_Page_

§ §

These are the Best Blueberry Muffins that are easy, perfectly-domed in shape with the most delicious crumb and texture.

Does the internet need another blueberry muffin? Absolutely not. But this is my story and my blog and I make what I want. Lol. So I present you: my Best Blueberry Muffins. All kidding aside, I wanted a blueberry muffin recipe that I could whip up when people came over. I wanted a very good and easy blueberry muffin recipe!

What Makes The Best Blueberry Muffin?
- It should evoke warm and cozy feelings when eating.
- The flavor should be fresh, delicious and the crumb should be moist.
- I favor a bakery-style domed top that's beautiful to look at.
How to Get a Domed Muffin Top
The wonderful dome topping is due to two things:
- Resting the batter for at least an hour, but ideally overnight.
- And setting the oven to 400 degrees for the first 7 minutes. The high temperature creates steam, making the muffins super puffy.
- The muffin is bakes for the remaining time at 350 degrees F.

Are Blueberry Muffins Healthy?
Well, I suppose that depends on what recipe you're using. I'm not a nutritionist, but I would suspect that they wouldn't say that a muffin like this is to be eaten for health purposes. It's delicious but should probably be eaten with balance in mind haha.
How to Get a Crunchy Muffin Top!
- The crunchy top is thanks to the high temperature and a bit of turbinado sugar.
- And that’s it! Those two little things contribute to this super delicious muffin.
- These muffins are absolute perfect but it takes a bit of a strategy to take them from basic to best.
Can I Use Frozen Blueberries for Muffins?
If you find yourself in the middle of winter with blueberries at the grocery store looking awful, I say you can absolutely use frozen blueberries. Add them to the batter, straight from the freezer or else they will bleed throughout the batter.
Can I Add Lemon Zest
Yes! I think blueberries and lemons are a match-made in heaven. If you like, feel free to add lemon zest to the sugar.

Here is a Video on How to Make The Best Blueberry Muffins

How To Make The Best Blueberry Muffins!
- Prep. I like to start with putting muffin liners in my muffin tin. It helps to get everything ready since this recipe is super easy!
- Toss the blueberries with flour. Add the blueberries to a small bowl and toss them with a bit of flour. This will help the blueberries sinking.
- Wet Ingredients. Whisk together the wet ingredients: buttermilk, melted butter, sugar, oil, eggs and vanilla extract.
- Dry Ingredients. Whisk together the dry ingredients: flour, salt, baking powder and baking soda.
- Rest the batter. For the blueberry muffins to really rise, the batter needs to rest at least an hour. What's awesome is that this means you can keep it in the fridge overnight turning them into overnight muffins!
- Preheat the oven. Get it nice and hot!
- Fill up the muffin tin. Add the batter to the muffin tins about ¾ of the way.
- Sprinkle the tops with turbinado sugar. This gives the muffins a nice crunchy top.

§ §

_Set exercise 1_
Extract the passage from the blueberry muffin post, starting at "- The muffin" and ending at "in mind haha.".

§ §

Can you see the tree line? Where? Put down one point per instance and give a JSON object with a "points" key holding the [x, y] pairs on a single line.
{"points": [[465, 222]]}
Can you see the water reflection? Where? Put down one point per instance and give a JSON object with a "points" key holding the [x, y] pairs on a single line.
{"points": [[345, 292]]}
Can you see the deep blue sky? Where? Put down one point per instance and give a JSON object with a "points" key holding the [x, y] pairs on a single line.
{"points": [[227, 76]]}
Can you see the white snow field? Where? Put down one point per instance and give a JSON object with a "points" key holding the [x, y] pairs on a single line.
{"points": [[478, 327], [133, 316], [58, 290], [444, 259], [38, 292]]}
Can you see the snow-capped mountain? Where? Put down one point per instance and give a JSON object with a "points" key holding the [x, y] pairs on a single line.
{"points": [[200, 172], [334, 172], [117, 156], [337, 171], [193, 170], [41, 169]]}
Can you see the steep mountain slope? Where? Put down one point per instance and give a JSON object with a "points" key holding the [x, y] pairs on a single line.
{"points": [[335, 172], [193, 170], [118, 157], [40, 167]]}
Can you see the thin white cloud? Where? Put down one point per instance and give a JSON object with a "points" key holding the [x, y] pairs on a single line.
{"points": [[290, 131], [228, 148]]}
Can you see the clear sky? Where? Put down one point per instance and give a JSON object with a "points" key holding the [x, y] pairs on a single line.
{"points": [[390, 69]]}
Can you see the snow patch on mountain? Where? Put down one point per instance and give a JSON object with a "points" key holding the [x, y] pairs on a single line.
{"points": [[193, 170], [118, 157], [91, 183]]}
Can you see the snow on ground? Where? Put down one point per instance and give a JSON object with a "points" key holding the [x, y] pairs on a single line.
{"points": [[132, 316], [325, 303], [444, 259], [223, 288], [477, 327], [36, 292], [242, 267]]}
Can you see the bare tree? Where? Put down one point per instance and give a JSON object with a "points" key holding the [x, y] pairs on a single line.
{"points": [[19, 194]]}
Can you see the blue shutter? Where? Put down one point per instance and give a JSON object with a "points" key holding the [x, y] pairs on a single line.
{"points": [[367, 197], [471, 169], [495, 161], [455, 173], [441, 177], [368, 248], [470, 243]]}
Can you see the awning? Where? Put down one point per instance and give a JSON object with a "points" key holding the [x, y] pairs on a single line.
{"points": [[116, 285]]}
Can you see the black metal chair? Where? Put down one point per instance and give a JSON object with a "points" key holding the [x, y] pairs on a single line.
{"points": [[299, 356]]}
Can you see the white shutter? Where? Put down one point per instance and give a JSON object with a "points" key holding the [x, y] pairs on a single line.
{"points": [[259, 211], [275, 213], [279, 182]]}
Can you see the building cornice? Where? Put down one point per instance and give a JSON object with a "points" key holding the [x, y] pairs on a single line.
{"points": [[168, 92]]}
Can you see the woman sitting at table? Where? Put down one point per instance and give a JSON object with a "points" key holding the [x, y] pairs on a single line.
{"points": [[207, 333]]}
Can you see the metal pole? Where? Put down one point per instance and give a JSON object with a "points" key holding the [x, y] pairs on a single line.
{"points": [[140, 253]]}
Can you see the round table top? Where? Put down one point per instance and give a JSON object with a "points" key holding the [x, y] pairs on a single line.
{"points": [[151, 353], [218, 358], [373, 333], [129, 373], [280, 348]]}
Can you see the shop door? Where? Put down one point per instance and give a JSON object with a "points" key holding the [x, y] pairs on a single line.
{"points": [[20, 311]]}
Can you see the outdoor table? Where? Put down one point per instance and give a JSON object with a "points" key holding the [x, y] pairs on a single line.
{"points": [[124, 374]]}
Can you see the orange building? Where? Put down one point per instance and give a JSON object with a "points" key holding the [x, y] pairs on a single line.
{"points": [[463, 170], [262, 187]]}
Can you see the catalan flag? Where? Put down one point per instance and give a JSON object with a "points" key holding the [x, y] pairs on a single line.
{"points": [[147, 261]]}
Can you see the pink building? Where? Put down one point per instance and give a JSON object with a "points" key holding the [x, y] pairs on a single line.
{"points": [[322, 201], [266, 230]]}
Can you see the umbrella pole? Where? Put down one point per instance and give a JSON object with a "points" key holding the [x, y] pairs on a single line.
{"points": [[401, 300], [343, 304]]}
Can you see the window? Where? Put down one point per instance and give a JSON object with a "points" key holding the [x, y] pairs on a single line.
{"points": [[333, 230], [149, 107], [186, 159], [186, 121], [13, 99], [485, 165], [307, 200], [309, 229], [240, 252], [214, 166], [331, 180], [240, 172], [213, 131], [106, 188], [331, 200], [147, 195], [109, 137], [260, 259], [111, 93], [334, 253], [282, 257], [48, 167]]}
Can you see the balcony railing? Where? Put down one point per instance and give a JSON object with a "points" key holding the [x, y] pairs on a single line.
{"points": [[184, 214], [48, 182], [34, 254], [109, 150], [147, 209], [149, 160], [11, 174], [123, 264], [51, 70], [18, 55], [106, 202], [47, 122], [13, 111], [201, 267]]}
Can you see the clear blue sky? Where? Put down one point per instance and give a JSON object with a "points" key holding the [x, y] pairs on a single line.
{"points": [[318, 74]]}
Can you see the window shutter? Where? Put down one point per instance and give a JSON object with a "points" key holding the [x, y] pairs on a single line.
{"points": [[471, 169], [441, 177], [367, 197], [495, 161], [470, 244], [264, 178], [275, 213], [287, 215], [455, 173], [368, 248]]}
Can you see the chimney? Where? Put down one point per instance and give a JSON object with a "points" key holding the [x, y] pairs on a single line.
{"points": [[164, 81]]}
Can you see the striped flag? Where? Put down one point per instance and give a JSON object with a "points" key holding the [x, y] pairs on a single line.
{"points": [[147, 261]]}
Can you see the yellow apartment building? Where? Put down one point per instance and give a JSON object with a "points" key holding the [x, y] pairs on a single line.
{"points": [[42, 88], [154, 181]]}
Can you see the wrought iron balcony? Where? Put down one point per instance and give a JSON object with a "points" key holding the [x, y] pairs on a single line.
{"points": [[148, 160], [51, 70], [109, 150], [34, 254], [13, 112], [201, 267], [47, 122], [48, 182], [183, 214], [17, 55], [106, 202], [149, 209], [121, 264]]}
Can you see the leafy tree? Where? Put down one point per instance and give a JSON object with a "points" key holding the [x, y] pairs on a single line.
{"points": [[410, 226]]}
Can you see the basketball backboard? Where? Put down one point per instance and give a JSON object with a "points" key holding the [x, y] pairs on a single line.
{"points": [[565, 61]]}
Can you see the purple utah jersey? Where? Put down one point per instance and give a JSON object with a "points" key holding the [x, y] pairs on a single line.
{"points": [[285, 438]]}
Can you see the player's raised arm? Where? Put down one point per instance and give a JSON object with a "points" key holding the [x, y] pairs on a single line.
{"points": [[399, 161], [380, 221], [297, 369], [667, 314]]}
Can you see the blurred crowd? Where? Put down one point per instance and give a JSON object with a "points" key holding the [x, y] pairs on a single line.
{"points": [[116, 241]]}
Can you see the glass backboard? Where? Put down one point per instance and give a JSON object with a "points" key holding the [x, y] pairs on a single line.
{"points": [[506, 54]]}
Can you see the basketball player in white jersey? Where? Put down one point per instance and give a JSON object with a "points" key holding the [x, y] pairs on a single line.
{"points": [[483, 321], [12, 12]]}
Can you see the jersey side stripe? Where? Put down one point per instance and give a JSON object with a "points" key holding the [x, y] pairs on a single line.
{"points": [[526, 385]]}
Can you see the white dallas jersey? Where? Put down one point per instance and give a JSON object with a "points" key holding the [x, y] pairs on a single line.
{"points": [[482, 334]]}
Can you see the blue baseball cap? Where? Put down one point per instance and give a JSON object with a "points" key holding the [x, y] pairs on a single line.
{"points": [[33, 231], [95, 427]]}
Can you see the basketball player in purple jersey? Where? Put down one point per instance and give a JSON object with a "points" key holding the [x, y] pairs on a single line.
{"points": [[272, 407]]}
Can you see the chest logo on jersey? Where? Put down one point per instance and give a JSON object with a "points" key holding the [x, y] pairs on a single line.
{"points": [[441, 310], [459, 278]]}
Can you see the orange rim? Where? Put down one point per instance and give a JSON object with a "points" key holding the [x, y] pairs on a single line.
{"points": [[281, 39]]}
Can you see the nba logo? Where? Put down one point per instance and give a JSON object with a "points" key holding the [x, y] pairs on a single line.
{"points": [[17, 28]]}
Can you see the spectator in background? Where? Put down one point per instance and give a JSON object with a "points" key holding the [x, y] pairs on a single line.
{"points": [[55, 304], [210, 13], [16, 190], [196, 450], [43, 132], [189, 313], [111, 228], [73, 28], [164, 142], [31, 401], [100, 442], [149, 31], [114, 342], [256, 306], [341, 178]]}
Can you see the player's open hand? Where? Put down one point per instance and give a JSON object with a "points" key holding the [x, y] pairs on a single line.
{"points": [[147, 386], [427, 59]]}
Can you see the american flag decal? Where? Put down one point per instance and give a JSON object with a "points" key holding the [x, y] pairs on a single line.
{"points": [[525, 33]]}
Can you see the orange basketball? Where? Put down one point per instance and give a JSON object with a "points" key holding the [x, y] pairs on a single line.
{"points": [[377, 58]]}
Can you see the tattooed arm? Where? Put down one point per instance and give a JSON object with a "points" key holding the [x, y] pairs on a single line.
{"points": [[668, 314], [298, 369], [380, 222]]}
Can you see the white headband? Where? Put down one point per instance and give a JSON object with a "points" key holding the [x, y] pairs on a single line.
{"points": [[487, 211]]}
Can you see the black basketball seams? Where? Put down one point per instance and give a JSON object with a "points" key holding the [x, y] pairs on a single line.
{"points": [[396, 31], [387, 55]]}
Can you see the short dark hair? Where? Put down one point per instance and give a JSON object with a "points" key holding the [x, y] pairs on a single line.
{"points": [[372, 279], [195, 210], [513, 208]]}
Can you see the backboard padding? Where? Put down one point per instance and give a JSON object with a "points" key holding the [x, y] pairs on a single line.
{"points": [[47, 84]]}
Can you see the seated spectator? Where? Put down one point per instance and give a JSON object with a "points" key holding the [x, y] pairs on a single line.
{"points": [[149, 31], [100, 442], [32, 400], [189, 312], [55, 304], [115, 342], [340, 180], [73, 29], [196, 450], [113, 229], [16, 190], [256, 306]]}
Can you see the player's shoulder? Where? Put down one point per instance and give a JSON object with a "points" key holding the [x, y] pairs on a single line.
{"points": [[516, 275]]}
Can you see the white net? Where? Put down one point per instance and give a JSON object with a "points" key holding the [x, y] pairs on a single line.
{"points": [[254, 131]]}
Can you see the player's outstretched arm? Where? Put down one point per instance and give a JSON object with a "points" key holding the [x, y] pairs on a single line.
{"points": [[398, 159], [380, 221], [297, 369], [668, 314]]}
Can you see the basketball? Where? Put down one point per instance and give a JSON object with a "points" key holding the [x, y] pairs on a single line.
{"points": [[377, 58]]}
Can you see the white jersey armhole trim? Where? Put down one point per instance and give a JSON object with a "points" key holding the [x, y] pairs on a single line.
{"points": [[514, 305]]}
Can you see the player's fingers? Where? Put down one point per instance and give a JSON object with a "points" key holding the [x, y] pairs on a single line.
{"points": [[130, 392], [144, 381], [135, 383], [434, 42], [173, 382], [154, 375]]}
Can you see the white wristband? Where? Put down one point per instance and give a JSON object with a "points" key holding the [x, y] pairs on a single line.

§ §

_Set exercise 2_
Pull out every line of the rows above that contains the string "shutter".

_Full output 1_
- The muffin is bakes for the remaining time at 350 degrees F.

Are Blueberry Muffins Healthy?
Well, I suppose that depends on what recipe you're using. I'm not a nutritionist, but I would suspect that they wouldn't say that a muffin like this is to be eaten for health purposes. It's delicious but should probably be eaten with balance in mind haha.

_Full output 2_
Can you see the blue shutter? Where? Put down one point per instance and give a JSON object with a "points" key holding the [x, y] pairs on a single line.
Can you see the white shutter? Where? Put down one point per instance and give a JSON object with a "points" key holding the [x, y] pairs on a single line.
Can you see the window shutter? Where? Put down one point per instance and give a JSON object with a "points" key holding the [x, y] pairs on a single line.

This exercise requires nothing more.